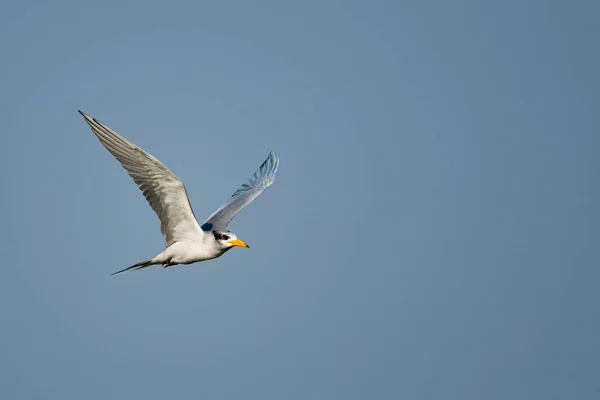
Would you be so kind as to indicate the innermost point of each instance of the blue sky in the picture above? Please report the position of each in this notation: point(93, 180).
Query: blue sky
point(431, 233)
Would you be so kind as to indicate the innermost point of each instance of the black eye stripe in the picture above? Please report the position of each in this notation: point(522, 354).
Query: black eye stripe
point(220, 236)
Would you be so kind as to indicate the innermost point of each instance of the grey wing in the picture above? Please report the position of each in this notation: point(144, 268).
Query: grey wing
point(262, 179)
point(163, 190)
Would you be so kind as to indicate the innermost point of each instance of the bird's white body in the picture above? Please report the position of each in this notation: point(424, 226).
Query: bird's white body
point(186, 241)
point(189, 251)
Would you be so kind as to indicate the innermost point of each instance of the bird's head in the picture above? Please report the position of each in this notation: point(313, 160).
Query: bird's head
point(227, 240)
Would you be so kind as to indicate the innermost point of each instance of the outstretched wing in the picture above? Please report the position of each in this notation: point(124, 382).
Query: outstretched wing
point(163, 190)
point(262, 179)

Goal of the exercise: Exact repetition of the material above is required, with the images removed.

Solution to this problem:
Would you be so kind as to indicate the innermost point of each instance of the blue sky in the picture above? Please report the position of each in this notation: point(93, 180).
Query: blue sky
point(431, 233)
Would you be so kind as to indicate the innermost point of each instance of the black eye stripe in the picture above? Please report the position of each in this notation: point(522, 354).
Query: black eye stripe
point(220, 236)
Would you be so kind as to indicate the innermost point of each instance of the grey wing in the picture above? Please report the position of each in this notation: point(144, 268).
Query: grey wing
point(262, 179)
point(163, 190)
Would you be so kind as to indicate the innermost point of each instance of the bird's white body in the picture above? Please report the position of each in this notation: point(424, 226).
Query: bird's white body
point(186, 241)
point(189, 251)
Would you be so kind as to indicate the innermost point of each instance of the bird's head in the picture above? Please report the position of each in this notation: point(313, 160).
Query: bird's head
point(227, 240)
Would you be so kind as to indicate the innermost point of each instance of the outstretched wing in the picture above? Please report the position of each in this notation: point(124, 382).
Query: outstretched wing
point(163, 190)
point(262, 179)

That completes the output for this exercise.